__Objective__.
Reproduce every line of the listing below word for word, changing nothing.

__Task inputs__.
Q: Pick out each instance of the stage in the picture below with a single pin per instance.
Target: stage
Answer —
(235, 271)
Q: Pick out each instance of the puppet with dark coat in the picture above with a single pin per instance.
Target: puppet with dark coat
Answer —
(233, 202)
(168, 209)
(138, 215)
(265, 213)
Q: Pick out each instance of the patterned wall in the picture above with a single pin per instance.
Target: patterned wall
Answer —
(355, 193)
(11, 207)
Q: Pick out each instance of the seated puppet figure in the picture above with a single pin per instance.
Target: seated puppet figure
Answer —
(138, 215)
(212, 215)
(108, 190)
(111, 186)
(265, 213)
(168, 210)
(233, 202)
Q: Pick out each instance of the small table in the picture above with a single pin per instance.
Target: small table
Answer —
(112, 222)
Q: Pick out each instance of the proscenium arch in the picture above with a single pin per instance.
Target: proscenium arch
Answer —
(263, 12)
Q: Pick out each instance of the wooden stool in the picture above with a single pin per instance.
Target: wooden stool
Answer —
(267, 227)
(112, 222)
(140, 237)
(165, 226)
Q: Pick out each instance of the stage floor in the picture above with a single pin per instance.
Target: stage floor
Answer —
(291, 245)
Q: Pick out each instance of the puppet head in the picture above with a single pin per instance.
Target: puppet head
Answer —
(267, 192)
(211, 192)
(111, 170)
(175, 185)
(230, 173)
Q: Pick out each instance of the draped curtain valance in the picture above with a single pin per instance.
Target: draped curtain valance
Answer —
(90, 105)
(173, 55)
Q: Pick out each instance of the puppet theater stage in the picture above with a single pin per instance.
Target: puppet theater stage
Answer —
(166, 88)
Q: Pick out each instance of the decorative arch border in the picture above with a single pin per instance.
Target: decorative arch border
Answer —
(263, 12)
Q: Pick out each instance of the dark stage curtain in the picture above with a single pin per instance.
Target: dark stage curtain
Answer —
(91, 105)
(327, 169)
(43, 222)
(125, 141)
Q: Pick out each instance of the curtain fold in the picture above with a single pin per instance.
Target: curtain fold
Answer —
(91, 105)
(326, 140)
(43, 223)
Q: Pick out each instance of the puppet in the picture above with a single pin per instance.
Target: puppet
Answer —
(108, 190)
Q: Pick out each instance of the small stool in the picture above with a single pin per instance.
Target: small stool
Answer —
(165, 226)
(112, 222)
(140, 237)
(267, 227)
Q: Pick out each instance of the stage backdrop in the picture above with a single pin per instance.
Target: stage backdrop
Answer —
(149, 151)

__Answer below__.
Q: Pick out each instance of the stage in the picture below with a single pin per instance.
Target: stage
Answer —
(235, 271)
Q: Pick out each instance of the puppet with dark coat in the picture above with a single pin per instance.
Target: puppet with dark coat
Answer —
(233, 202)
(168, 209)
(138, 215)
(265, 213)
Q: Pick out each instance of the patterned wall in the picture above with a single pin per instance.
Target: patterned wall
Answer —
(355, 193)
(11, 207)
Q: Pick out each instance of the seated puppet figure in the picture above with a single pin per instance.
Target: seated puppet figure
Answer —
(138, 215)
(212, 215)
(108, 190)
(111, 186)
(265, 213)
(168, 210)
(233, 202)
Q: Pick out each instance of the small table in the picture above with a single pin per instance.
Target: small table
Answer —
(112, 222)
Q: Pick out each instance of the proscenium arch in the picture above with a single pin per instance.
Target: proscenium arch
Answer —
(263, 12)
Q: Pick out each instance of the wooden stool in the picture above with a single pin per instance.
Target: wooden stool
Answer —
(267, 227)
(112, 222)
(140, 237)
(165, 226)
Q: Pick out each instance of the stage floor in the picture above with a single pin per instance.
Target: stage floor
Answer —
(291, 245)
Q: Pick out each instance of the puppet head in the picture above with a single pin per instance.
Target: puppet head
Answer —
(267, 192)
(211, 192)
(111, 170)
(175, 185)
(230, 173)
Q: Pick out each instance of the draped curtain valance in the picture above with a single pin per instance.
Target: draped curtain valance
Answer —
(90, 105)
(173, 55)
Q: Pick out each instance of the puppet theater stage in the picture above with a single pin per instance.
Target: puppet theater stage
Answer —
(166, 88)
Q: Pick out each instance of the decorative arch border in the picture above with a single pin per instance.
Target: decorative arch border
Answer —
(263, 12)
Q: Pick out each instance of the dark stage curtain in the picture above with a single pin per instance.
Target: dark stage curtain
Answer —
(91, 105)
(327, 169)
(43, 222)
(125, 141)
Q: Pick out each instance of the curtain fold in the picture above with a single pin per instance.
Target: curtain fold
Answer —
(91, 105)
(326, 140)
(43, 223)
Q: Pick out each instance of the puppet in the picture above with a single pin per instance.
Target: puppet
Answer —
(108, 190)
Q: Pick out each instance of the small stool in the picture above with a single pin per instance.
Target: small stool
Answer —
(165, 226)
(112, 222)
(140, 237)
(267, 227)
Q: Pick out each instance of the stage backdrop in the picture above with a single pin per instance.
Target: stage backdrop
Answer —
(149, 151)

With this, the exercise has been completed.